Requirements :: Count how many lines in the entries below contain the word "jacket", matching case exactly. Reply with the number only.

Provided data ::
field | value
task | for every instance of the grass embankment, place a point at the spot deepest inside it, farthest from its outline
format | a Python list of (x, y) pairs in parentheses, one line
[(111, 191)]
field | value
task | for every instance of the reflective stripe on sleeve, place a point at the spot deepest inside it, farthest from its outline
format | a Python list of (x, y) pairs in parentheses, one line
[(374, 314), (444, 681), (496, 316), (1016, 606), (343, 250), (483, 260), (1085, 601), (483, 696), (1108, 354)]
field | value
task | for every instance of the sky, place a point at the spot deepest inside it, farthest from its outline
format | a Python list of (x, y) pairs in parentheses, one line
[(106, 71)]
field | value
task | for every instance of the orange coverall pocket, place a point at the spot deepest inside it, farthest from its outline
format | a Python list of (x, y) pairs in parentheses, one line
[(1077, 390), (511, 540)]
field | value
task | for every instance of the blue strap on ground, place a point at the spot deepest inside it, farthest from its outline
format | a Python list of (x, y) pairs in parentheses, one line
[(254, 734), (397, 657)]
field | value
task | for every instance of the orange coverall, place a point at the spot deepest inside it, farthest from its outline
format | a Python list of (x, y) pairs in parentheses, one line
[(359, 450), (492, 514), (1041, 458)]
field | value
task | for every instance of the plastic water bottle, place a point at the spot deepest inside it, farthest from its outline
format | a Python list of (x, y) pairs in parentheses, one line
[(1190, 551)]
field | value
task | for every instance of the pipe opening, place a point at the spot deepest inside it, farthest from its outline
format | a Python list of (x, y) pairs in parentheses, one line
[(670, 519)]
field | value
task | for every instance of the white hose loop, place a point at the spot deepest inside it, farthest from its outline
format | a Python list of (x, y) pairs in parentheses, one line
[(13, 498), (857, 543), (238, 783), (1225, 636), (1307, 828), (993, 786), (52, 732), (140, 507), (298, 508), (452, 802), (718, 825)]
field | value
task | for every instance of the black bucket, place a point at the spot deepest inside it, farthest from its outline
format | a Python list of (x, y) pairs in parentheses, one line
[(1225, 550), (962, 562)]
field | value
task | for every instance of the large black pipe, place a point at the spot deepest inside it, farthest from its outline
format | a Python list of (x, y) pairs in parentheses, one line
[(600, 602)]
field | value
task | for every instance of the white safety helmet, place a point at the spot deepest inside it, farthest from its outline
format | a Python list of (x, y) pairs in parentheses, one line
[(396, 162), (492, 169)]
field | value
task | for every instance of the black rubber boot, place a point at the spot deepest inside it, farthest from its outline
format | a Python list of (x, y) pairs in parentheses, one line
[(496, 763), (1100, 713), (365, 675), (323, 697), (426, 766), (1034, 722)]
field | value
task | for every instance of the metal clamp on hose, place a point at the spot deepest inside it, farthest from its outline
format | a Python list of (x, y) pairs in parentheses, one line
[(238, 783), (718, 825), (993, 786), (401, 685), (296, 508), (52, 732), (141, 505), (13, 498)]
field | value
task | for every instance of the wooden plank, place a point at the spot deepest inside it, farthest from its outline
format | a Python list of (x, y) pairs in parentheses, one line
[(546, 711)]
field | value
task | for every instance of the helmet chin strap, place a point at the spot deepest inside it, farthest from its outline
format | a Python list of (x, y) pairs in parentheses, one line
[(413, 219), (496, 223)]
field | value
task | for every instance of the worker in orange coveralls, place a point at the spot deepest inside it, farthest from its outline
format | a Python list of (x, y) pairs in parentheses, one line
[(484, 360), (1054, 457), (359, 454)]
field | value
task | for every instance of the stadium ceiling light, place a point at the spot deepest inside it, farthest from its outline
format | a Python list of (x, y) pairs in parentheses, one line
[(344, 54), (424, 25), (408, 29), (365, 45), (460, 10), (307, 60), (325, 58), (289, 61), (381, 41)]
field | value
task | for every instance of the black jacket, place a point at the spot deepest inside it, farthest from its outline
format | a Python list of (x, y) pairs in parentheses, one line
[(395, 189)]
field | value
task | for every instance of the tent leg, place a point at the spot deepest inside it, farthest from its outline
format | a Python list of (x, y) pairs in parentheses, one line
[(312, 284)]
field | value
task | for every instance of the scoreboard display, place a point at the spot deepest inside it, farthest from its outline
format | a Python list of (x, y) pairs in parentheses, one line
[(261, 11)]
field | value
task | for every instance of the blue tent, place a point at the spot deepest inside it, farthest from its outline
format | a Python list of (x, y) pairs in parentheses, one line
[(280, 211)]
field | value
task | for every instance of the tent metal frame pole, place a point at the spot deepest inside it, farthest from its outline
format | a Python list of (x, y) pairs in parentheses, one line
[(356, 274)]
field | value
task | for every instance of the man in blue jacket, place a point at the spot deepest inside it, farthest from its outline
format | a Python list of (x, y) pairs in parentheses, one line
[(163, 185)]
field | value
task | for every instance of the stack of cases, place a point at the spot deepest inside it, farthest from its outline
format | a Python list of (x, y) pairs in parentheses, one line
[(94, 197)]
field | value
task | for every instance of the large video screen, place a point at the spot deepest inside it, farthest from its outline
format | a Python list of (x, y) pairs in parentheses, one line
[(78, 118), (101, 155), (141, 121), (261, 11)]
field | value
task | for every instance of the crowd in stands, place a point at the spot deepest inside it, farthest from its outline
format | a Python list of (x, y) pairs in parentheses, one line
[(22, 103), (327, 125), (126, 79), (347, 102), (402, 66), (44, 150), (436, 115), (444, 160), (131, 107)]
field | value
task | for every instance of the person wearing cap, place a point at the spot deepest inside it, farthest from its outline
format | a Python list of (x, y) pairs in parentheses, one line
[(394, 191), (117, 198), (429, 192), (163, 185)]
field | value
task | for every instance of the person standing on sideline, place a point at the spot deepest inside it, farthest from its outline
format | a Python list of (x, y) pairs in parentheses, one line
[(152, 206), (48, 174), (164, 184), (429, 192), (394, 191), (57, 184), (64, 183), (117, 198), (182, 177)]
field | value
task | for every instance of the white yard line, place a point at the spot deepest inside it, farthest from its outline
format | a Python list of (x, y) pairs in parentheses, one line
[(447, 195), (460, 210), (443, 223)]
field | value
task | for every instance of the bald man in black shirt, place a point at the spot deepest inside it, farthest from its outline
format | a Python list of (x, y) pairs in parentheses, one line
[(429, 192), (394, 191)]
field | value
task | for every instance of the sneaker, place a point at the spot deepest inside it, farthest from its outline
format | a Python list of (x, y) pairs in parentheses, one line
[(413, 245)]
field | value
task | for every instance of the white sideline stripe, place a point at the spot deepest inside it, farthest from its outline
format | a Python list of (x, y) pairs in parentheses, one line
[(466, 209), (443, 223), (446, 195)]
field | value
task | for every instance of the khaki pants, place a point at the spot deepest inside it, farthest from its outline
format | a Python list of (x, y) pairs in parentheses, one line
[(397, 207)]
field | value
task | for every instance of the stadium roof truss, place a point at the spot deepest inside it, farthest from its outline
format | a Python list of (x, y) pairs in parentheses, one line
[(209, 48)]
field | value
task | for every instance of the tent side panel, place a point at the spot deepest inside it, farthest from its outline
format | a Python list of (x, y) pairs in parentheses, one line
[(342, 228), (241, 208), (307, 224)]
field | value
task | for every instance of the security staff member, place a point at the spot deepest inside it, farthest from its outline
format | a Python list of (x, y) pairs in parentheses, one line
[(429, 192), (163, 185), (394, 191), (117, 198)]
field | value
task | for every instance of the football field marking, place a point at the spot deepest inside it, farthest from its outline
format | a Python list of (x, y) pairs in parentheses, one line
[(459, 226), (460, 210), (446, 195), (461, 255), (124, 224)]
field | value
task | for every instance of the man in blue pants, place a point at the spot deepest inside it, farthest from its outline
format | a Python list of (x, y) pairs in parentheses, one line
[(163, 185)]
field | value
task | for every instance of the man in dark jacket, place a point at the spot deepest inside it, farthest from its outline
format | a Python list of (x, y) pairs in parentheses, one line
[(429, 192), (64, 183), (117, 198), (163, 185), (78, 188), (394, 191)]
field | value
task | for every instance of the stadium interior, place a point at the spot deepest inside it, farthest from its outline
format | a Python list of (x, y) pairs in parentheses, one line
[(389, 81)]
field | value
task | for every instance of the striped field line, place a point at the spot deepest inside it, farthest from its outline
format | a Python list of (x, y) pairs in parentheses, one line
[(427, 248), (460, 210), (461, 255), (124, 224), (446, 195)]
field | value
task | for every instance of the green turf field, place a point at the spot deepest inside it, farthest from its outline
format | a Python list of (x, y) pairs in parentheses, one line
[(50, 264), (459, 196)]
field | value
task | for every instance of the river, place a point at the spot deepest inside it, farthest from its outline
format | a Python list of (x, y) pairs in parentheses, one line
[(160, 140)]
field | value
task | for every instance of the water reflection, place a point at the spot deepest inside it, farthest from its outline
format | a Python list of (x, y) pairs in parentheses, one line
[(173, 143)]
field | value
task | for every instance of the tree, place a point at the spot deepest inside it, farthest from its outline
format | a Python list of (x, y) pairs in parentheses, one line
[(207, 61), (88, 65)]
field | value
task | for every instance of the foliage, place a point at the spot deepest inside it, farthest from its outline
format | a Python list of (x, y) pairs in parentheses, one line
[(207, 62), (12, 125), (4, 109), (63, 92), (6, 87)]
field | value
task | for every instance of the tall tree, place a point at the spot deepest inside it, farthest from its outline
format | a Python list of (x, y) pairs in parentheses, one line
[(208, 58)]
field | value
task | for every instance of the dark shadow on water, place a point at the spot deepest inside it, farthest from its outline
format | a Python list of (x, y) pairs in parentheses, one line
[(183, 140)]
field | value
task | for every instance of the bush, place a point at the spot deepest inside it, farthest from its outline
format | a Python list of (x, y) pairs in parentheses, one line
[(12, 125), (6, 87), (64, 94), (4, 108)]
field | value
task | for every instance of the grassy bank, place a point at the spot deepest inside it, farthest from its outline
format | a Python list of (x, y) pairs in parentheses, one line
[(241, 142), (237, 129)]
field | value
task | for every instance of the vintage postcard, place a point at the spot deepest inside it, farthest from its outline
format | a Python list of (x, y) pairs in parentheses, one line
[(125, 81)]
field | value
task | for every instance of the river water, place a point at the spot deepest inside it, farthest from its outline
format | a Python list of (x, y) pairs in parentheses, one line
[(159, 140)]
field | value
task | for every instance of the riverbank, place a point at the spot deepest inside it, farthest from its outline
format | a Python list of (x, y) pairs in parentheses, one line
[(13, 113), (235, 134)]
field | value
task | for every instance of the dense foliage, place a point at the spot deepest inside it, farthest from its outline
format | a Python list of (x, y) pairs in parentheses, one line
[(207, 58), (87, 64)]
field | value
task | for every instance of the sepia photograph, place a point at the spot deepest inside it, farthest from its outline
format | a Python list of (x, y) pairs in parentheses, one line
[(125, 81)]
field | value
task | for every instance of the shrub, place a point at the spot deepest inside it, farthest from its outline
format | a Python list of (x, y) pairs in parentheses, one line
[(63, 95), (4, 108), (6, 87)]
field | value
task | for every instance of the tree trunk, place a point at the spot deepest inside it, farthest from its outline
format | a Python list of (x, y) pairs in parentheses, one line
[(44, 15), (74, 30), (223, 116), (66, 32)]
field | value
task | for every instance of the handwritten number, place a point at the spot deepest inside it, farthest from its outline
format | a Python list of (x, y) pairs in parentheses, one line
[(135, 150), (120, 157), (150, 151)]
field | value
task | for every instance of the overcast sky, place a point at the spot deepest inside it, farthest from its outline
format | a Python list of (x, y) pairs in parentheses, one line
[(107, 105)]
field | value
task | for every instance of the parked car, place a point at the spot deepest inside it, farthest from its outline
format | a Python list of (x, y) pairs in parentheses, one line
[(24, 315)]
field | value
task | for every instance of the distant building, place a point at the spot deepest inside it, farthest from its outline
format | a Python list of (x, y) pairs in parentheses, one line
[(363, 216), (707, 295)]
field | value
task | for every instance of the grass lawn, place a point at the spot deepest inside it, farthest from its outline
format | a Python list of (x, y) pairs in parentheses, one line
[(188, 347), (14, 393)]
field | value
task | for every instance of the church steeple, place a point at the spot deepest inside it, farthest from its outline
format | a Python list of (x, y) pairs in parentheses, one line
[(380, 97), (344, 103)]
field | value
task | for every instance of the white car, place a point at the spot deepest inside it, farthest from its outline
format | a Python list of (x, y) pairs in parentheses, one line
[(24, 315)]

Answer to this exercise :: 3